_Exercise_
Continue the article on speeding up 3D prints of functional parts, starting after its last sentence.

_Text segment_
========================================================================

How to Improve Print Times for Functional Prints
Since the new Covid-19 pandemic started, the 3D printing community started to print masks and visors for medical professionals to help fight the virus. Here are a few tips on how to improve print times in order to finish those prints faster.
Nozzle Size and Layer Height
The best way to improve print times is to use a bigger nozzle size. By doing that, you can use a bigger layer height and a lower number of perimeters.
For example, a 0.4 mm nozzle can print a maximum layer height of 0.32 layer height. A 0.6 mm nozzle can print with a maximum layer height of 0.48 layer height that will improve print times.
Please note that when going with a bigger nozzle you will need to also increase the temperature used for printing. More plastic is being fed trough the nozzle and it needs to be melted efficiently. So if you don’t want to lower your speed, set your printing temperature with about 10 C higher. Volcano users will have less issues with the this, but your mileage may vary.
If you notice your layers are not bonding properly the temperature used might be the issue.
Another important setting to check when trying to improve print times is layer width. With a 0.4 mm nozzle, the usual layer width used is 0.48 mm but you can go up to 0.6 mm without issues.

========================================================================

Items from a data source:
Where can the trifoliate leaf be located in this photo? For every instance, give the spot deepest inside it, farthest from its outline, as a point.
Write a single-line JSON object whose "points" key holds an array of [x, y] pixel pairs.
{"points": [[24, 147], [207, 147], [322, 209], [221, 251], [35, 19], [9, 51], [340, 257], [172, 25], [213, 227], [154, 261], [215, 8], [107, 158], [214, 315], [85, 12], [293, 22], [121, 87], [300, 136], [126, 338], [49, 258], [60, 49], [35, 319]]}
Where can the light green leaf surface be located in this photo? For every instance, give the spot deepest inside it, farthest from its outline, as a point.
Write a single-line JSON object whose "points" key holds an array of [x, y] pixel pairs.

========================================================================

_Written response_
When using a 0.6 mm nozzle the usual layer width is 0.72. But a layer width of 0.8 mm is possible and will improve print times significantly.
When choosing your layer width, try to have a value which when multiplied, gives a result close to the wall width set in the slicer. For example, if the wall thickness is set to 2 mm, a 0.5 layer width works great because the printer will do 4 walls without the need of small fill moves.
The layer width should be set according to the dimensions of your printed part.
You can set your slicer to print thinner lines to fill the gaps between the walls if the wall does not match perfectly, but this adds more time to your prints.
Printing wider lines bonds the layers better making the final printed part much stronger with the benefit of better smaller print times.
Functional prints don’t really need to have an excellent finish, so you can use the same speed for the internal and external perimeters. I usually print with a 50% reduction in speed on the external layer to improve the look of the print but in order to improve print times i use the same speed for functional prints.
For example, if printing with 60 mm/s, the external layer will usually be printed at 30 mm/s. For functional prints, the same 60 mm/s can be used.
The speed is only limited by the capabilities of your printer and hotend. You can start with 50 mm/s and slowly increase it until you can see a degradation in print quality. My Sapphire Plus and BLV Cube can print with 80 mm/s without any issues.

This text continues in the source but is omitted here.